[Stored dataset items]
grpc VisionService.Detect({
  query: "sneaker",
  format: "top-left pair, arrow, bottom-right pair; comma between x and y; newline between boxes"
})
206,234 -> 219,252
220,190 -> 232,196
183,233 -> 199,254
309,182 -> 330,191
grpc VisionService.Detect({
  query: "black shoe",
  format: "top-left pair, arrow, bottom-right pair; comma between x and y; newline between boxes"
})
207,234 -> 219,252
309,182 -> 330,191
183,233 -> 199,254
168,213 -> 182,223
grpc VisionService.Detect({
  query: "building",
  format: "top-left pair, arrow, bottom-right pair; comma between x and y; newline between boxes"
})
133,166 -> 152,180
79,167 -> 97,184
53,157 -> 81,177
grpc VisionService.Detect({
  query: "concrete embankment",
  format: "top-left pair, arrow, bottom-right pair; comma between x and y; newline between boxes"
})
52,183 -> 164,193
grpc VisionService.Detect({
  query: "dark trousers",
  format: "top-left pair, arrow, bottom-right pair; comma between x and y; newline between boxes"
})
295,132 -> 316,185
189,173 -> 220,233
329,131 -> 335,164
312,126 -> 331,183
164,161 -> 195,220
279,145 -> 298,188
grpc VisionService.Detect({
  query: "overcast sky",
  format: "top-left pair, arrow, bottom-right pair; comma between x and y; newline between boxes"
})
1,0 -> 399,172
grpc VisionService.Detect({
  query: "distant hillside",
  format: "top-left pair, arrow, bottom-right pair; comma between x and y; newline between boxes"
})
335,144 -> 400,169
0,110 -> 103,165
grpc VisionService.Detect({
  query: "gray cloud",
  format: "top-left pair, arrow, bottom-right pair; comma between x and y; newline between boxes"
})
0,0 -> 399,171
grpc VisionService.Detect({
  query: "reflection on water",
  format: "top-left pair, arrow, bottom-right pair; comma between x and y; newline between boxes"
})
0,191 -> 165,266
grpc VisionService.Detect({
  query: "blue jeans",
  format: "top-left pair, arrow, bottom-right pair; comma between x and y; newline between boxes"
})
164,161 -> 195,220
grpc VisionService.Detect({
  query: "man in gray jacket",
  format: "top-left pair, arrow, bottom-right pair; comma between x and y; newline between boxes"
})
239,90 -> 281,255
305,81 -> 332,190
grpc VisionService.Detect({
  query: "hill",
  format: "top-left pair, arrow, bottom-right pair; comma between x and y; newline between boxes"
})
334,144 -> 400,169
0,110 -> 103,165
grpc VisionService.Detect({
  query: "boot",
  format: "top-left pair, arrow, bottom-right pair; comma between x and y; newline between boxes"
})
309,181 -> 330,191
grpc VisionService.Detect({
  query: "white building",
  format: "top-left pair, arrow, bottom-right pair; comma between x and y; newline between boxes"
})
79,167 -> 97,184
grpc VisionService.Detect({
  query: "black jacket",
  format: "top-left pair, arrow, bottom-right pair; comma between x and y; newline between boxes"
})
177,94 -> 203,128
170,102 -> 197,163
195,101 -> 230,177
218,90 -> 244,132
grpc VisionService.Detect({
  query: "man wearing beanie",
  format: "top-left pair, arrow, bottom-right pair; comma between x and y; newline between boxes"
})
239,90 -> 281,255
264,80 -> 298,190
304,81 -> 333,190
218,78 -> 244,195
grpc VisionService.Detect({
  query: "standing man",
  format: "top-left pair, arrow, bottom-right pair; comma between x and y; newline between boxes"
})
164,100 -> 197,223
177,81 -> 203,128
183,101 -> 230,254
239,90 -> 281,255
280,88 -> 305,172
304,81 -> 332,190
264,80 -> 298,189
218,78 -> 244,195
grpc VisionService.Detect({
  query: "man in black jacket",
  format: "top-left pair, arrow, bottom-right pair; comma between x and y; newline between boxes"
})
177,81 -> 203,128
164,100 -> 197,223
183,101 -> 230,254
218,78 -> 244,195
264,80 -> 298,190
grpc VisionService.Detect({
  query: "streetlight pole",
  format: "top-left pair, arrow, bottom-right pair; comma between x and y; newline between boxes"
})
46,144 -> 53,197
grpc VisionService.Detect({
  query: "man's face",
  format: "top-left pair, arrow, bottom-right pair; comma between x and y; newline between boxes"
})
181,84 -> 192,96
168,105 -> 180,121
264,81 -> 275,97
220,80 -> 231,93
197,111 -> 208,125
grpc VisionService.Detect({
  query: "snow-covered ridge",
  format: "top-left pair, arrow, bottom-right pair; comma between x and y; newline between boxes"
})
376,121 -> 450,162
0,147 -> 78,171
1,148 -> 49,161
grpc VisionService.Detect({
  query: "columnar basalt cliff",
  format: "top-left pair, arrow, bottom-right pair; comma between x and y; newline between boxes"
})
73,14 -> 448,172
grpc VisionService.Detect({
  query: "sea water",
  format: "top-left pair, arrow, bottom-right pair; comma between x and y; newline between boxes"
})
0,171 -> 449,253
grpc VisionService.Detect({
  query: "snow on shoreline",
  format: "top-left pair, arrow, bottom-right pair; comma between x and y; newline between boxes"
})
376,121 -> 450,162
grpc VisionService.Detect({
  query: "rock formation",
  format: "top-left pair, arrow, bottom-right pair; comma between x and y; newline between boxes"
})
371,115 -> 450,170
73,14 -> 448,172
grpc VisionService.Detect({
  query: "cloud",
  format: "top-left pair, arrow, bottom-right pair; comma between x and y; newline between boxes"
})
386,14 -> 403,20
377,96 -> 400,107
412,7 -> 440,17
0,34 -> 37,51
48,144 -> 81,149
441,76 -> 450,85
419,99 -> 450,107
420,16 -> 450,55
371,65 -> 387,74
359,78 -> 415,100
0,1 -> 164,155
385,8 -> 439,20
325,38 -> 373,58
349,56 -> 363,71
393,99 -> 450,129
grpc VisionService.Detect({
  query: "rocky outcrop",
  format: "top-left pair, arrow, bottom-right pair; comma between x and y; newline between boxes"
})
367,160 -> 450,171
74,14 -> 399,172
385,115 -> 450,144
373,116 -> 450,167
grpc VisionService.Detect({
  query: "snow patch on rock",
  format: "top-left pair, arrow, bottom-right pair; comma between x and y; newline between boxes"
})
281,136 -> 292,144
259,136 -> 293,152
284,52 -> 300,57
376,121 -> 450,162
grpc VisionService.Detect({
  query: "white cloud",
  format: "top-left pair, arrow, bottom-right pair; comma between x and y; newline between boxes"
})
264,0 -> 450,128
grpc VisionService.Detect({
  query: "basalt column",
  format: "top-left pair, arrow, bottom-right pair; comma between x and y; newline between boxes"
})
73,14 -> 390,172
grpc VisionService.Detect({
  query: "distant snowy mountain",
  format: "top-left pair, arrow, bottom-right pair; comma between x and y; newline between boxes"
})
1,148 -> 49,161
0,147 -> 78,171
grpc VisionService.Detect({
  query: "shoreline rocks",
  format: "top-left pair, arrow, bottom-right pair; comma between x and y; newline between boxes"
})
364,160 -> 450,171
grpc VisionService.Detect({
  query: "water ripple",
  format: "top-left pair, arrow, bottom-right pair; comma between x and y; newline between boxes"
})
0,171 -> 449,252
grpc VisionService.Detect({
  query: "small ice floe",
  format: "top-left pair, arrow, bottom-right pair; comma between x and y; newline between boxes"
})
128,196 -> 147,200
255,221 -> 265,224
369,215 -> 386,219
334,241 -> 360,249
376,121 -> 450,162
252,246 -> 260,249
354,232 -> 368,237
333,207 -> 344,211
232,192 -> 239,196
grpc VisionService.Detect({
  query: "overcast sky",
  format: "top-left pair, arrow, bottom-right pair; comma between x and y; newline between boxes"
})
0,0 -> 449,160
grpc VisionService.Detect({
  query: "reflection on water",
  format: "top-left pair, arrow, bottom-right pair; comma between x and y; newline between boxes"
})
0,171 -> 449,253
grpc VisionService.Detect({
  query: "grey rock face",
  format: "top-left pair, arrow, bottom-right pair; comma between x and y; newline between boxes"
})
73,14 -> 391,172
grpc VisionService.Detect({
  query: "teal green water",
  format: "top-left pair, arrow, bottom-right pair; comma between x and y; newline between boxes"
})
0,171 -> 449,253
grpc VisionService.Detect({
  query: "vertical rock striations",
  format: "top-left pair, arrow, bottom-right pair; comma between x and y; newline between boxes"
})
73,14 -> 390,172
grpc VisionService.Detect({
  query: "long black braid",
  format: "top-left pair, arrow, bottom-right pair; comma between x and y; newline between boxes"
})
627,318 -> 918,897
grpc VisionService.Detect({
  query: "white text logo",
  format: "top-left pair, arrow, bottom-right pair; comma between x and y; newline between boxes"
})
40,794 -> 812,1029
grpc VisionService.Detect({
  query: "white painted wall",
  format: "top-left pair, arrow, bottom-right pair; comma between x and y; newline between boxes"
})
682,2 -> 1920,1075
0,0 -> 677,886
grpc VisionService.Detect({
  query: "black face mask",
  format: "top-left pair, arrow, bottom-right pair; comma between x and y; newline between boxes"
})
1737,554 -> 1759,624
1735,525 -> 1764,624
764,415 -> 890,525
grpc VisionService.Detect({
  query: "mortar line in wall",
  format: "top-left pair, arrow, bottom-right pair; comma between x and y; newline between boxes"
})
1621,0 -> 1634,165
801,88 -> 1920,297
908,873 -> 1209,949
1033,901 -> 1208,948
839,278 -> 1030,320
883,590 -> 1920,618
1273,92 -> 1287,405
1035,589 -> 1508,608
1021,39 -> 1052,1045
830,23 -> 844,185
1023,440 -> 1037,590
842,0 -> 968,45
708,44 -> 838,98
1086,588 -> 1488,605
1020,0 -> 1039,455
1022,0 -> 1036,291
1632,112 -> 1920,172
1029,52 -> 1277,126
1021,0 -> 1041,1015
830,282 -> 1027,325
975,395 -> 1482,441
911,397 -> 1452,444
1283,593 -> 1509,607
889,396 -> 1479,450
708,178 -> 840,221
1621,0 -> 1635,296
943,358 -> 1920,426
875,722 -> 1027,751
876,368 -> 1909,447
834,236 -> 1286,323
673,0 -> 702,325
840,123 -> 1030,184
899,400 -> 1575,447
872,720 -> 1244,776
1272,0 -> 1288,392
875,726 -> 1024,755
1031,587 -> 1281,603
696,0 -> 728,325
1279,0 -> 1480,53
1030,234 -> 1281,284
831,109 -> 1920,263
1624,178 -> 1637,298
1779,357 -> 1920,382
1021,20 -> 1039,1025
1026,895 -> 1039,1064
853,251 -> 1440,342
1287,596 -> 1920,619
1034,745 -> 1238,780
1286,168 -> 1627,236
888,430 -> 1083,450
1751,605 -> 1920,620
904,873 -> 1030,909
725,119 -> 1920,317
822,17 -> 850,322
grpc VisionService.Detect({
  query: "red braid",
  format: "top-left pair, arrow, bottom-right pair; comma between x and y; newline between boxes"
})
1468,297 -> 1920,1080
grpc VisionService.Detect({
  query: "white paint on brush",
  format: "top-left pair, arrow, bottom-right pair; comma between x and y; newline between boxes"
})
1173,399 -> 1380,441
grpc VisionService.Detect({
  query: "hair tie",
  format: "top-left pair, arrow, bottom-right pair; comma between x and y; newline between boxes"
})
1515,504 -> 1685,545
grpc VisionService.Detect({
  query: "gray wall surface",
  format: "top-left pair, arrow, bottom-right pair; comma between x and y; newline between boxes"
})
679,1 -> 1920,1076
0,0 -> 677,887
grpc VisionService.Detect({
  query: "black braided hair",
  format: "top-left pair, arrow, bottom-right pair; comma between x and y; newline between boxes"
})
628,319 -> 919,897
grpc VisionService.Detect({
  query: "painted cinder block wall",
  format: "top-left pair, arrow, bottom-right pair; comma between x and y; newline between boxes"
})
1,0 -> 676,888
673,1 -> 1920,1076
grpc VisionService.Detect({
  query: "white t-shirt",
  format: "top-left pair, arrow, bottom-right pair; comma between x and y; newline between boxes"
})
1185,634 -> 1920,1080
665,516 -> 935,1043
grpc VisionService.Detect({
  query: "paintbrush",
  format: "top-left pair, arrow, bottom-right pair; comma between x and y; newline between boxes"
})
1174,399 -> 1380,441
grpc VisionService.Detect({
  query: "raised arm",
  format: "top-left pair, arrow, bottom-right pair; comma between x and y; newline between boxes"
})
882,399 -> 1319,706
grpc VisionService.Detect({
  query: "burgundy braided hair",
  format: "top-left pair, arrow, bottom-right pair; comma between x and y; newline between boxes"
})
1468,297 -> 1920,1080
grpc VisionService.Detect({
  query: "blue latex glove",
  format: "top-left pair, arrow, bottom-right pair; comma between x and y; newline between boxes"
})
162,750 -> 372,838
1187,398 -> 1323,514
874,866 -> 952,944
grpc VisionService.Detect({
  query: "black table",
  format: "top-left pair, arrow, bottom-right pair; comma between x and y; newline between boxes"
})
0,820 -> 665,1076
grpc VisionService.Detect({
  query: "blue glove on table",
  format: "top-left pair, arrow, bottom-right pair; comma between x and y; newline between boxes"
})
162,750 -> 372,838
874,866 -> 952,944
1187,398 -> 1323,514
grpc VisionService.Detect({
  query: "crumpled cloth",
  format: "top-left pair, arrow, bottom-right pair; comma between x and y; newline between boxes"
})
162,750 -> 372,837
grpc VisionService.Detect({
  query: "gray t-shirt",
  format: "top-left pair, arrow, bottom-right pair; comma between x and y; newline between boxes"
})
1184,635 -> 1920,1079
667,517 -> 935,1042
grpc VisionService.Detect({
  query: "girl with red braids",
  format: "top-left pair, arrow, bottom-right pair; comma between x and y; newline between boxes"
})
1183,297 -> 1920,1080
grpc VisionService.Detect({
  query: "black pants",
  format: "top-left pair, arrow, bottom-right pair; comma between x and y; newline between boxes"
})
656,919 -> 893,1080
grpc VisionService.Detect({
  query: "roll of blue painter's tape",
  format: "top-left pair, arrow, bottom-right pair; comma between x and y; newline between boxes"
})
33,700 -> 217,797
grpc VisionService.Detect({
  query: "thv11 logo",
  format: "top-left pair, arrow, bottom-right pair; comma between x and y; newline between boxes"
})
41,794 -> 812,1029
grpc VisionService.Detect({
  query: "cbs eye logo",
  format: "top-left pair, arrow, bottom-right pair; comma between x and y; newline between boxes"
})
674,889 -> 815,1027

• Requirement
Look through the entries above and list every line containing "basalt".

• Exercise output
  query: "columnar basalt cliff",
  query: "basalt column",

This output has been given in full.